----- Extract provided -----

As a result, many are looking to assets like bitcoin, gold and others as means of keeping their wealth hedged against economic problems such as inflation. Many see bitcoin as a way of diversifying their portfolios and keeping their money secure. Several cryptocurrency exchanges, such as Coinbase, even reported $1,200 purchases of bitcoin and other forms of crypto earlier in the year after stimulus checks were issued to Americans that made less than $75,000 per year.
These stimulus checks were worth approximately $1,200 each. Thus, it’s no coincidence that such amounts were also purchased via the exchanges and platforms in question.
The chart goes into detail regarding some of the specific behaviors of bitcoin holders. Whenever the price goes up, it is shown that most BTC fans sell or trade their coins for either USD or USDT (Tether, a popular stable currency). However, whenever the currency’s price goes down, hodling goes up, as people tend to keep their coins secure within their digital wallets, refusing to move any funds until the coin shows signs of potential recovery.
The currency may be doing well as of late. The asset recently rose above the $11,000 mark and is jumping a bit everyday (at the time of writing, it’s currently trading for about $11,300). However, for the most part, the currency has been on shaky ground throughout much of 2020. For example, the asset ultimately dropped into the high $3,000 range last March despite trading for well over $10K a month earlier in February.

-----

# What to work on
1 > Answer these questions from the bitcoin article, one line each:
(a) About how much was each stimulus check worth?
(b) What do most BTC fans do with their coins when the price goes up?
(c) What price range did the asset drop into last March?
2 > Summarize the bitcoin article in two sentences.
3 > Write the next part of the article on bitcoin holders and prices, picking up after its final sentence.
The records that come next are separate material, unrelated to the bitcoin text.

----- Items -----

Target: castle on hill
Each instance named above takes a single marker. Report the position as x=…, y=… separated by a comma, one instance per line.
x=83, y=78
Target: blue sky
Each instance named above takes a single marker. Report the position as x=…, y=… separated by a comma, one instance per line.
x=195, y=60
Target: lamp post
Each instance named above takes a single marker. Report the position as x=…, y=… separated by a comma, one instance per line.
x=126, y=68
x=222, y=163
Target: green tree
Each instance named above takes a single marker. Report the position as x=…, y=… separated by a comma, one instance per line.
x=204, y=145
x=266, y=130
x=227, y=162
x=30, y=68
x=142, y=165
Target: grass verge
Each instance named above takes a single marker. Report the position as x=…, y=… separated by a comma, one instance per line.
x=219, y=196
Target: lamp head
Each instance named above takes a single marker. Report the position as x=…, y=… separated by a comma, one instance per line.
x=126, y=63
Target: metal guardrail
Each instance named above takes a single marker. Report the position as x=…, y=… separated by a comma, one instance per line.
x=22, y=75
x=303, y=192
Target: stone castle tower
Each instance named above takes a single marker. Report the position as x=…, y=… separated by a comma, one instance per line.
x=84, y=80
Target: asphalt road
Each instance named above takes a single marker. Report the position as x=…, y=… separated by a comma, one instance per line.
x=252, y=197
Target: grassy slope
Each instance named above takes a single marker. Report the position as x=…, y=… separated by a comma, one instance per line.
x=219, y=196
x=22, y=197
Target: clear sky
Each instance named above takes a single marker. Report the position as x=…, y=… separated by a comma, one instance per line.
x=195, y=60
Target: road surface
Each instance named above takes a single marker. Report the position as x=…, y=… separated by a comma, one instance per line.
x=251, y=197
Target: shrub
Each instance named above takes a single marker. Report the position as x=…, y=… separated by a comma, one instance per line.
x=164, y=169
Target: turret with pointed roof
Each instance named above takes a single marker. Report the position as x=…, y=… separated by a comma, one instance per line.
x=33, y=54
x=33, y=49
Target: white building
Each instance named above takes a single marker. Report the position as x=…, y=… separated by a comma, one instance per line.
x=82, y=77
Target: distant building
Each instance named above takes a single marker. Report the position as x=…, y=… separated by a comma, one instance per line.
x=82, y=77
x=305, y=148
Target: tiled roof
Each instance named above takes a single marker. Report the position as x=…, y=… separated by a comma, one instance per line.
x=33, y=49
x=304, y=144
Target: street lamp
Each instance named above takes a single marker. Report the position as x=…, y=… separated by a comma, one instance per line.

-----

# Responses in order
1 >
(a) Approximately $1,200.
(b) They sell or trade them for either USD or USDT.
(c) The high $3,000 range.

2 > Many people are turning to assets like bitcoin and gold to hedge against problems such as inflation, and exchanges like Coinbase reported $1,200 crypto purchases after stimulus checks of about that amount were issued. Holders tend to sell when the price rises and hold when it falls, and although bitcoin recently rose above $11,000, it has been on shaky ground for much of 2020.

3 >
Things Were a Bit Shaky Before
Even when the currency was presumably doing well – for example, the asset jumped past the $9,000 mark again in early May – things weren’t entirely assured. A week later, the currency moved past $10K but only briefly, likely due to hype surrounding its third halving. It later dropped back into the $9,000 range, which gave traders some concern regarding where and how the coin would move next.
This would later happen again in early June. The currency would move past $10K only for a few hours, leading many traders to believe BTC wasn’t strong enough to warrant sales or future trades. Thus, keeping their stashes in place and not touching any of the money in question was likely the best option.